Page extract:
[Start of section]

Re: Use extended statistics to estimate (Var op Var) clauses

From: Tomas Vondra <tomas(dot)vondra(at)enterprisedb(dot)com>
To: Mark Dilger <mark(dot)dilger(at)enterprisedb(dot)com>, Dean Rasheed <dean(dot)a(dot)rasheed(at)gmail(dot)com>
Cc: PostgreSQL Hackers <pgsql-hackers(at)lists(dot)postgresql(dot)org>
Subject: Re: Use extended statistics to estimate (Var op Var) clauses
Date: 2021-08-11 15:18:44
Message-ID: 633e406e-4e65-59a7-5c8a-153a9ce224a6@enterprisedb.com
Views: Raw Message | Whole Thread | Download mbox | Resend email
Thread:
Lists: pgsql-hackers

On 8/11/21 4:51 PM, Mark Dilger wrote:
>
>
>> On Aug 11, 2021, at 5:08 AM, Dean Rasheed <dean(dot)a(dot)rasheed(at)gmail(dot)com> wrote:
>>
>> This feels like rather an artificial example though. Is there any real
>> use for this sort of clause?
>
> The test generated random combinations of clauses and then checked if any had consistently worse performance. These came up. I don't know that they represent anything real.

[End of section]

Instructions for the task:
Reproduce the full mailing-list message on extended statistics for (Var op Var) clauses word for word. Work from the mailing-list message above and nothing else.

Extracted records:
[Start of section]

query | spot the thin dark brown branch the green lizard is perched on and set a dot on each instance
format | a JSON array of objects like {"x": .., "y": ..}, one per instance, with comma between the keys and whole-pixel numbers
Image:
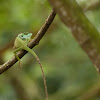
[{"x": 33, "y": 43}]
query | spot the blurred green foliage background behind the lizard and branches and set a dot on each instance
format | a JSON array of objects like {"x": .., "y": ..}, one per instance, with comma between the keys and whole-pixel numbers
[{"x": 69, "y": 73}]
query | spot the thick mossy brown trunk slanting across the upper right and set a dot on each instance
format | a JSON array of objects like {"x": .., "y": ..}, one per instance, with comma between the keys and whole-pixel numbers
[{"x": 85, "y": 33}]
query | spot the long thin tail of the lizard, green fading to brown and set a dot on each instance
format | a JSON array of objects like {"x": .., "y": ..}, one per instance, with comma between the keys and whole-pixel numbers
[{"x": 34, "y": 54}]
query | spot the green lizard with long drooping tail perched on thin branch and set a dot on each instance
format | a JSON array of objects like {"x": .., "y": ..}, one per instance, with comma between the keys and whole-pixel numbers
[{"x": 20, "y": 43}]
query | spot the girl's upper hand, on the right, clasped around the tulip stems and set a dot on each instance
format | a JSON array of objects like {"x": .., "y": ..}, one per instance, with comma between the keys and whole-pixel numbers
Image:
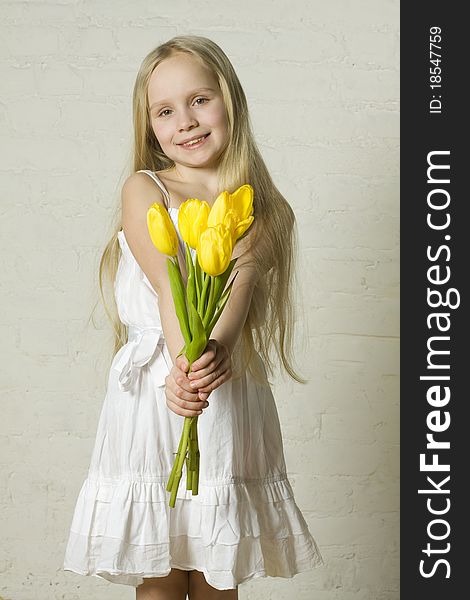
[{"x": 211, "y": 369}]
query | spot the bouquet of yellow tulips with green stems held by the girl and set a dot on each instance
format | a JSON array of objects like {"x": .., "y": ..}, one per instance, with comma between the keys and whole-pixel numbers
[{"x": 212, "y": 232}]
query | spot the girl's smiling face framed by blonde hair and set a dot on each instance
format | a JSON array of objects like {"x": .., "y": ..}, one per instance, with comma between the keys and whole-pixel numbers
[{"x": 185, "y": 102}]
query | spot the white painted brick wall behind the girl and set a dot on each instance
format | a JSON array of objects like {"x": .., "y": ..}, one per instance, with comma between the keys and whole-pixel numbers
[{"x": 323, "y": 87}]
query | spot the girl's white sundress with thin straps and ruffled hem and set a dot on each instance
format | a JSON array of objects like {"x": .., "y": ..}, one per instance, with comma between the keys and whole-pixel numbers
[{"x": 244, "y": 522}]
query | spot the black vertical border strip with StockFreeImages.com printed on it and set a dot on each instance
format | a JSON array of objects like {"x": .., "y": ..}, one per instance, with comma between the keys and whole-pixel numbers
[{"x": 421, "y": 133}]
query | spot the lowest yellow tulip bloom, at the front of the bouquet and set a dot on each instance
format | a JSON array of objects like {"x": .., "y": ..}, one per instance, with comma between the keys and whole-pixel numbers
[{"x": 214, "y": 249}]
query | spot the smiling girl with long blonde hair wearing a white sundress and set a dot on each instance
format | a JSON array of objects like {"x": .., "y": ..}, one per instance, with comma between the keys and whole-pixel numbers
[{"x": 193, "y": 139}]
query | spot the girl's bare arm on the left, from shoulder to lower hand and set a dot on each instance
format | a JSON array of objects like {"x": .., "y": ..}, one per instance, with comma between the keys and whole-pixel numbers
[{"x": 138, "y": 194}]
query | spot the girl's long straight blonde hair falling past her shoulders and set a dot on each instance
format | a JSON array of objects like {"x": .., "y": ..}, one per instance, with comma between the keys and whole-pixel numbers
[{"x": 273, "y": 238}]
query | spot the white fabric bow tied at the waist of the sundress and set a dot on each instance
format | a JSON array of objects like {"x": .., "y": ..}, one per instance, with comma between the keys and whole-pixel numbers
[{"x": 139, "y": 350}]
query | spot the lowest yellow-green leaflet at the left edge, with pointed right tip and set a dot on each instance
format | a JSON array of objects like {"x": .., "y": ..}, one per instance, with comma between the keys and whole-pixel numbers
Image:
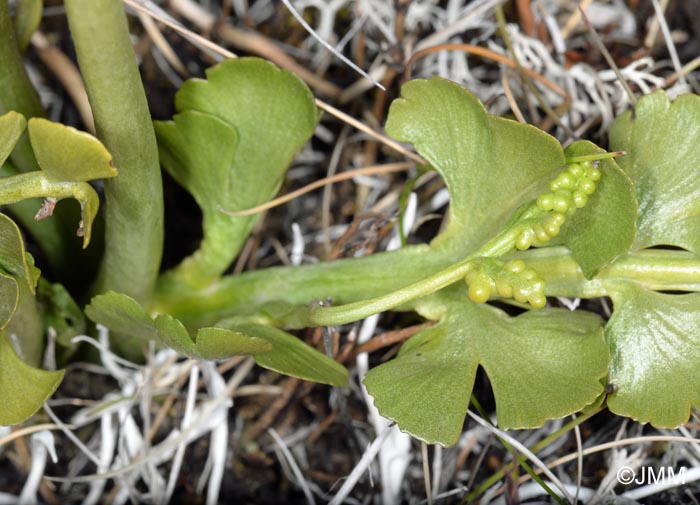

[End of section]

Reply to the task:
Re: Use extended statistics to estimate (Var op Var) clauses

From: Tomas Vondra <tomas(dot)vondra(at)enterprisedb(dot)com>
To: Mark Dilger <mark(dot)dilger(at)enterprisedb(dot)com>, Dean Rasheed <dean(dot)a(dot)rasheed(at)gmail(dot)com>
Cc: PostgreSQL Hackers <pgsql-hackers(at)lists(dot)postgresql(dot)org>
Subject: Re: Use extended statistics to estimate (Var op Var) clauses
Date: 2021-08-11 15:18:44
Message-ID: 633e406e-4e65-59a7-5c8a-153a9ce224a6@enterprisedb.com
Views: Raw Message | Whole Thread | Download mbox | Resend email
Thread:
Lists: pgsql-hackers

On 8/11/21 4:51 PM, Mark Dilger wrote:
>
>
>> On Aug 11, 2021, at 5:08 AM, Dean Rasheed <dean(dot)a(dot)rasheed(at)gmail(dot)com> wrote:
>>
>> This feels like rather an artificial example though. Is there any real
>> use for this sort of clause?
>
> The test generated random combinations of clauses and then checked if any had consistently worse performance. These came up. I don't know that they represent anything real.